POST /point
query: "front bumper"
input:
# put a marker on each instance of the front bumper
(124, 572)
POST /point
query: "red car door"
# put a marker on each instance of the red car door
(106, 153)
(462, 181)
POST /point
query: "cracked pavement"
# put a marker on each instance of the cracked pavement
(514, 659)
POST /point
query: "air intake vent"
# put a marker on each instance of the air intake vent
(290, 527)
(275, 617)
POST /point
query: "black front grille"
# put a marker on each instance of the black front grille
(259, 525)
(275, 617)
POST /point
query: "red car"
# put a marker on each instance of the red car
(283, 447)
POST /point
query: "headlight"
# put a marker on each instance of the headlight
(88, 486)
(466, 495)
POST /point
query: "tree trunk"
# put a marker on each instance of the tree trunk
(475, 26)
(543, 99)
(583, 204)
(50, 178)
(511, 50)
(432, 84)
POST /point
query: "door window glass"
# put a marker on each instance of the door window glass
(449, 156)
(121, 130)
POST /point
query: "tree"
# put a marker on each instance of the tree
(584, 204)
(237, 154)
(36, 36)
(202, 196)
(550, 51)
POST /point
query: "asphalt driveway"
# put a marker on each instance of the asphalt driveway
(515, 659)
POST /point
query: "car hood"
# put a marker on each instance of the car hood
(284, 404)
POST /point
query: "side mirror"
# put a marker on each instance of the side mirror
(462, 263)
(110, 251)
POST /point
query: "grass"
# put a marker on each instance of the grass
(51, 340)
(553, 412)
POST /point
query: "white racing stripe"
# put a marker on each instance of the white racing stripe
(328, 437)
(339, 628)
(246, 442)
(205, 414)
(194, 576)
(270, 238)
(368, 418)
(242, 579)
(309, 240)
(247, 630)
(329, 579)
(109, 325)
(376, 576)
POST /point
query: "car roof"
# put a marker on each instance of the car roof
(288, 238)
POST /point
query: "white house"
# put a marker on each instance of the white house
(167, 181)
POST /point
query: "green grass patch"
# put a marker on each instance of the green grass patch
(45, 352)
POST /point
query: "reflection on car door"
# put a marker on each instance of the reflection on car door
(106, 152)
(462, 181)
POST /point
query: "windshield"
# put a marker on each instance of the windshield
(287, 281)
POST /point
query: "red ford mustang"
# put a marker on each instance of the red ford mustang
--
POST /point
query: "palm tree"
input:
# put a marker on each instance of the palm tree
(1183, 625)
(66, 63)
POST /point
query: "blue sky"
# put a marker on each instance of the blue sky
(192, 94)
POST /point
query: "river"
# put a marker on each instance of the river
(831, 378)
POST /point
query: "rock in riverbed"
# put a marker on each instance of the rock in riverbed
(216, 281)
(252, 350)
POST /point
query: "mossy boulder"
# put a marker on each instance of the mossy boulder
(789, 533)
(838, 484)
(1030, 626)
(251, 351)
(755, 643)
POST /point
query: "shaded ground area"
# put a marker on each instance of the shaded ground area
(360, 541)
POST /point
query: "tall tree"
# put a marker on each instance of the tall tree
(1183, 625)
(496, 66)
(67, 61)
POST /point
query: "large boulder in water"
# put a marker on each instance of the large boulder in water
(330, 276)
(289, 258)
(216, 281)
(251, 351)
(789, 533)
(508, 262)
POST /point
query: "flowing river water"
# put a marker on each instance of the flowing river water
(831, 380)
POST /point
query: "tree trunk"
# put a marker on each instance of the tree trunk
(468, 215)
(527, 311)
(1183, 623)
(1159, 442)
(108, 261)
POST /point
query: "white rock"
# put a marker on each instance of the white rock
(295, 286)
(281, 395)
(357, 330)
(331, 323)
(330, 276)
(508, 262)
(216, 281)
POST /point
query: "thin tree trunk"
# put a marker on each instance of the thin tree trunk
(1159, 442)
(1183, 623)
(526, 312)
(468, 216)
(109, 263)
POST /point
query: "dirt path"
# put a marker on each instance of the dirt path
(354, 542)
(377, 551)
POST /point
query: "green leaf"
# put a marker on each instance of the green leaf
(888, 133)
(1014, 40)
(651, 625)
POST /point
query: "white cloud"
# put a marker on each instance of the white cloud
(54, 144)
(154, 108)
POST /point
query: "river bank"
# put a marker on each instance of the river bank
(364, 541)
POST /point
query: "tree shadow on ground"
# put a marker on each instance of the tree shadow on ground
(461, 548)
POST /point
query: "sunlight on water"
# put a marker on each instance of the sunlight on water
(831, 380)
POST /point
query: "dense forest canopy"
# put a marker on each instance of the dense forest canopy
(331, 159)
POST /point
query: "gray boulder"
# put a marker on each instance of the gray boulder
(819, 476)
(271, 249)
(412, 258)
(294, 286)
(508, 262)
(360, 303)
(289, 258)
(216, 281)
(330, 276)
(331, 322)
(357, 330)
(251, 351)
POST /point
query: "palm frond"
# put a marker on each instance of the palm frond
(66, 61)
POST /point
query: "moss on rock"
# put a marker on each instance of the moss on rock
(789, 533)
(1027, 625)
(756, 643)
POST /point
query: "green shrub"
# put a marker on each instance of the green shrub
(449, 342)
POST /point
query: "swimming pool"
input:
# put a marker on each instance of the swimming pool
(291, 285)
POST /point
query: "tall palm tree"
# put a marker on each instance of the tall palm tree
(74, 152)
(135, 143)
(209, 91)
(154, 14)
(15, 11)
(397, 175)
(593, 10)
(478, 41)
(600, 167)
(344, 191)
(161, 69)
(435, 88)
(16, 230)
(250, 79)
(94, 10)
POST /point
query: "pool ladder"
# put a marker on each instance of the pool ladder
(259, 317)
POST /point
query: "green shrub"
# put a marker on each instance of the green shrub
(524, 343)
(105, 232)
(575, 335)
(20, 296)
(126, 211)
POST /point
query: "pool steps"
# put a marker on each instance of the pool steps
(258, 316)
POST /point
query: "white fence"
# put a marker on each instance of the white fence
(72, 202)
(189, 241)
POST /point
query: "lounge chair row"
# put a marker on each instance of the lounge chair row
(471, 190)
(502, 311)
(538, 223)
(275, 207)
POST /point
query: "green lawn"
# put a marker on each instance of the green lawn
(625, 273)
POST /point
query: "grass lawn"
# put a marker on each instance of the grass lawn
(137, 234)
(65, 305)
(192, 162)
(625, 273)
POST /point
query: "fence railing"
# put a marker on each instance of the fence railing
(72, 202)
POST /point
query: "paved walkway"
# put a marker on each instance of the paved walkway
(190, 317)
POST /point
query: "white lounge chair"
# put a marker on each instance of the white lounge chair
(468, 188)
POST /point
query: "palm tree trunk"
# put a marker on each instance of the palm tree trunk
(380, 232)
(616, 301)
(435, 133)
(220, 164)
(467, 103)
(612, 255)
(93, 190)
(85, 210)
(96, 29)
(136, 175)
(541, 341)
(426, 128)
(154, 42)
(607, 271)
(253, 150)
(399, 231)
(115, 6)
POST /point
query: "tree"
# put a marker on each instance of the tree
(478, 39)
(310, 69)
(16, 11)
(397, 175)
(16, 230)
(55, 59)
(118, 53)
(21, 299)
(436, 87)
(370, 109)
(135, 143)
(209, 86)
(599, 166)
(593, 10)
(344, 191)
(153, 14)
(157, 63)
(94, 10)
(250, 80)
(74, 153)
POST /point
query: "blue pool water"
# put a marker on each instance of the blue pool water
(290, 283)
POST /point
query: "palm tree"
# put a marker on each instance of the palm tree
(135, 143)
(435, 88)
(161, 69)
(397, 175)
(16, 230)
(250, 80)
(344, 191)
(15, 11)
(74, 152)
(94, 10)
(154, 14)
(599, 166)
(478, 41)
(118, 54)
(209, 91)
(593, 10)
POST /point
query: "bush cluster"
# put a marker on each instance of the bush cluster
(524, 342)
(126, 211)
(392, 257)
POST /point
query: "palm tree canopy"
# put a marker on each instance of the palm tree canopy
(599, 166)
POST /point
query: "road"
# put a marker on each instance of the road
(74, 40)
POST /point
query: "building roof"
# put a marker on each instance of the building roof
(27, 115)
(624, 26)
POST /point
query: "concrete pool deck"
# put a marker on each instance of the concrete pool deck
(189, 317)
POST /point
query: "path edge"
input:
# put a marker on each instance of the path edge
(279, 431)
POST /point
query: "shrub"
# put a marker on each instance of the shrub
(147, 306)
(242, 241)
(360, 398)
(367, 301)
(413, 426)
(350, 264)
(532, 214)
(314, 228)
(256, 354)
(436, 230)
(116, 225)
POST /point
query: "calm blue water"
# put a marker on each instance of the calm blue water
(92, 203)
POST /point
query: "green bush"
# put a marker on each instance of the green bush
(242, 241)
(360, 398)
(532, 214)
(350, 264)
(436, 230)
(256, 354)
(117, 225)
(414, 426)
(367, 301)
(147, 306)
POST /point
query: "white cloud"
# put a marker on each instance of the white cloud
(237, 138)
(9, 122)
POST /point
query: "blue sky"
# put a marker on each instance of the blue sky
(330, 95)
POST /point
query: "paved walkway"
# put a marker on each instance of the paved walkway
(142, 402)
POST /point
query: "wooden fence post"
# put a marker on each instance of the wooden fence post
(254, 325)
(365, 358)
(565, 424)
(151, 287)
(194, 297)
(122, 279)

_EXERCISE INSTRUCTIONS_
Find every line in the rows above that contains the word "dirt", and copy each of those lines.

_TASK RESPONSE_
query: "dirt path"
# put a marker on each instance of the dirt path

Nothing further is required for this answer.